◆ TASK DETAILS
Where in the records does the word "frame" occur? Copy each line in which it does.

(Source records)
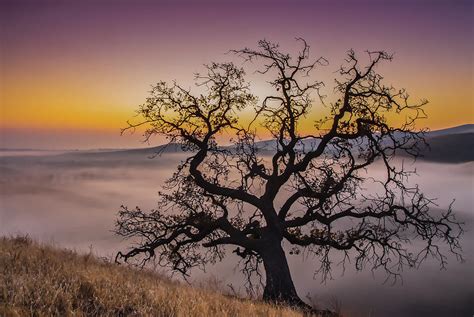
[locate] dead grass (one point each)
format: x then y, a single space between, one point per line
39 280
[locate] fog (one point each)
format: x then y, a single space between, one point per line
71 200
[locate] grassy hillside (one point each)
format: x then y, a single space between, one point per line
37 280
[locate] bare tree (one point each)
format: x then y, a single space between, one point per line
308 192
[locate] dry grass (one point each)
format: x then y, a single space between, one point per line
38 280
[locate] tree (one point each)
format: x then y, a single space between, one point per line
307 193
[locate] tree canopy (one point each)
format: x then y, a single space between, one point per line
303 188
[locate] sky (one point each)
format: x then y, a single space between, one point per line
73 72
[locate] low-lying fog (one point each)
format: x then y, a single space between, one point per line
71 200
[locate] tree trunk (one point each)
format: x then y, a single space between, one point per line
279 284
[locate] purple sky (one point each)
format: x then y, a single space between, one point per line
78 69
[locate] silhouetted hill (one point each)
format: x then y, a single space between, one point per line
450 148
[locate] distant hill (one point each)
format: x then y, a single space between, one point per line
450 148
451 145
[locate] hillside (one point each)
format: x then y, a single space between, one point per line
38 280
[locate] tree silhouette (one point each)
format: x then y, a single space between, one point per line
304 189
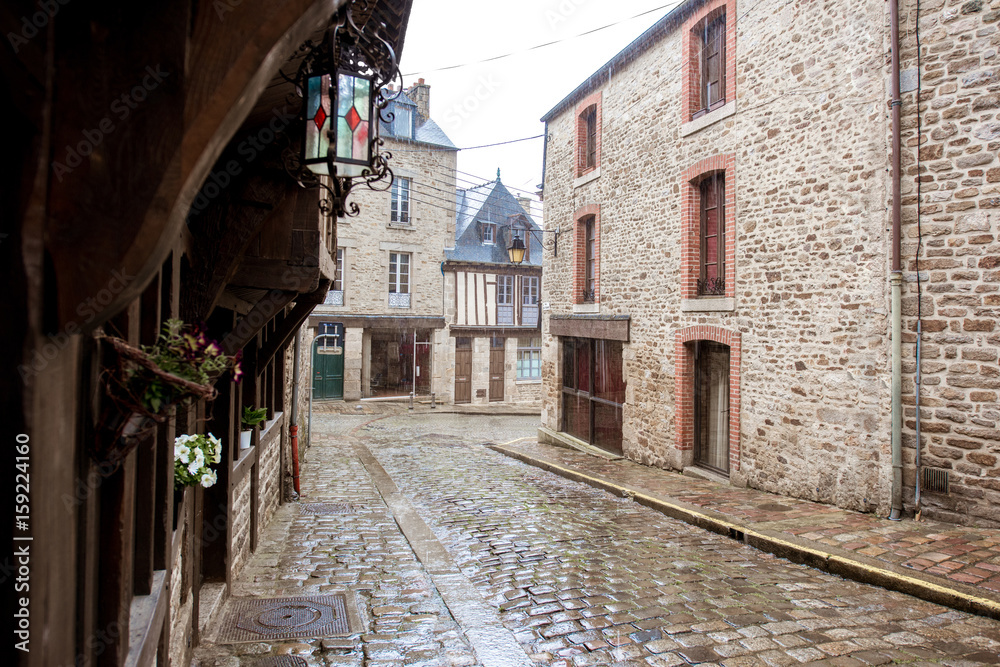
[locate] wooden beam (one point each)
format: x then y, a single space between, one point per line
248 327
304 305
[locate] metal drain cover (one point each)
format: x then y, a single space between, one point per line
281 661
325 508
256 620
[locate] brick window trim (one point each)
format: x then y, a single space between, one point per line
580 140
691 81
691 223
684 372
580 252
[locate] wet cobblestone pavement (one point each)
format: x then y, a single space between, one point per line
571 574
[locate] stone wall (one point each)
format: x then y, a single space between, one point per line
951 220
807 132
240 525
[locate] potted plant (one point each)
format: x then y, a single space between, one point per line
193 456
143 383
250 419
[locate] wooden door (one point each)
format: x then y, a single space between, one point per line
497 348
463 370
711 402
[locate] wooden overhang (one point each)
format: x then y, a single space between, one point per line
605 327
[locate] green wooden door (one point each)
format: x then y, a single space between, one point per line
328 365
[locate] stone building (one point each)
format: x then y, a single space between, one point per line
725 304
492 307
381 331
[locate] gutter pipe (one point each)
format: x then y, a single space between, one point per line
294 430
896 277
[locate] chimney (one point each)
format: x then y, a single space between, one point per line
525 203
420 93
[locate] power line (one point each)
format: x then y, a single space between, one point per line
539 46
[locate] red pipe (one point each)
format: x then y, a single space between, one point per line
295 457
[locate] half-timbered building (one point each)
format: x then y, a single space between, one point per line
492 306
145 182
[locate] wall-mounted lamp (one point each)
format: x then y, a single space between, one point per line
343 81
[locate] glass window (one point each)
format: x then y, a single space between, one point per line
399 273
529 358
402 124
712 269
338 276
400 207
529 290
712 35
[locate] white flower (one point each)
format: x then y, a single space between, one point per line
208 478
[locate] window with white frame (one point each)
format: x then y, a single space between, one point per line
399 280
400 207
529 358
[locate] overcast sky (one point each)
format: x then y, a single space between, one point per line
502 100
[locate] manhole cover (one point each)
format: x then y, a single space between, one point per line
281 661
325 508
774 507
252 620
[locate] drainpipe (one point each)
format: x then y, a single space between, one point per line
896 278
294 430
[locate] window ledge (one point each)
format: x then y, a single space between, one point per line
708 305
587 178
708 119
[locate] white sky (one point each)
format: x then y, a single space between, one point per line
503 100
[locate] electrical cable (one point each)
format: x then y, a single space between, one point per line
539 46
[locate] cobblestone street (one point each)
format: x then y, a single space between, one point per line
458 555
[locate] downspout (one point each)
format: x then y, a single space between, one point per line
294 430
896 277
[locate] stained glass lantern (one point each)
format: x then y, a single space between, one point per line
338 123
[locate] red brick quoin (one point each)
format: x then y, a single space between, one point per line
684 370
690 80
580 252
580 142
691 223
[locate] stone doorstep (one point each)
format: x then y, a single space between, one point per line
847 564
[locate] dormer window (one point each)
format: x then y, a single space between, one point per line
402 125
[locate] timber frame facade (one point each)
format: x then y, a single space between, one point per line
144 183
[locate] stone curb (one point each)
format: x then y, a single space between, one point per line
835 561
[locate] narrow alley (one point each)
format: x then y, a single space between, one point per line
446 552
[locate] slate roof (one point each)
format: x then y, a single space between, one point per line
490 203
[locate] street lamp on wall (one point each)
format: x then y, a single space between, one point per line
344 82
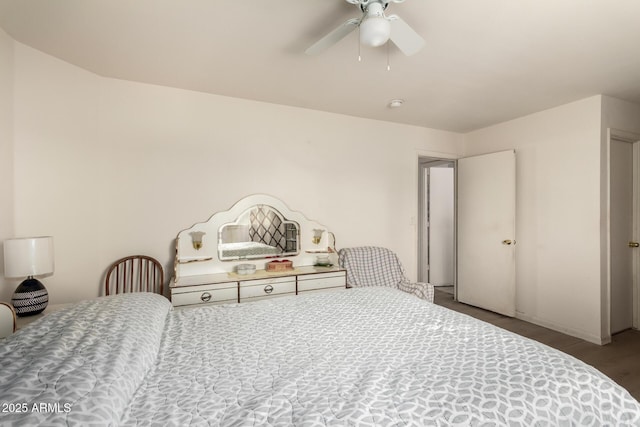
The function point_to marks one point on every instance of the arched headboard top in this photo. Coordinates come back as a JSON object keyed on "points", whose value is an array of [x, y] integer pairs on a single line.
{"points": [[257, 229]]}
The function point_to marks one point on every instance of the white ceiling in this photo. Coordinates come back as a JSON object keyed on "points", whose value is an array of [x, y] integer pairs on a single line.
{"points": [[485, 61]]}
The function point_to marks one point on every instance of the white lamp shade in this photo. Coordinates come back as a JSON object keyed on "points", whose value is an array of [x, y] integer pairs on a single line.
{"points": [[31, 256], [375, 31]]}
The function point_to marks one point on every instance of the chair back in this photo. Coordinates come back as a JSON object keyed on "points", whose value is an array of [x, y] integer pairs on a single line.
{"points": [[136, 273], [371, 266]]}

◆ PROBLEM SOLUTION
[locate] window with white frame (one point each)
[locate] timber frame facade (one point each)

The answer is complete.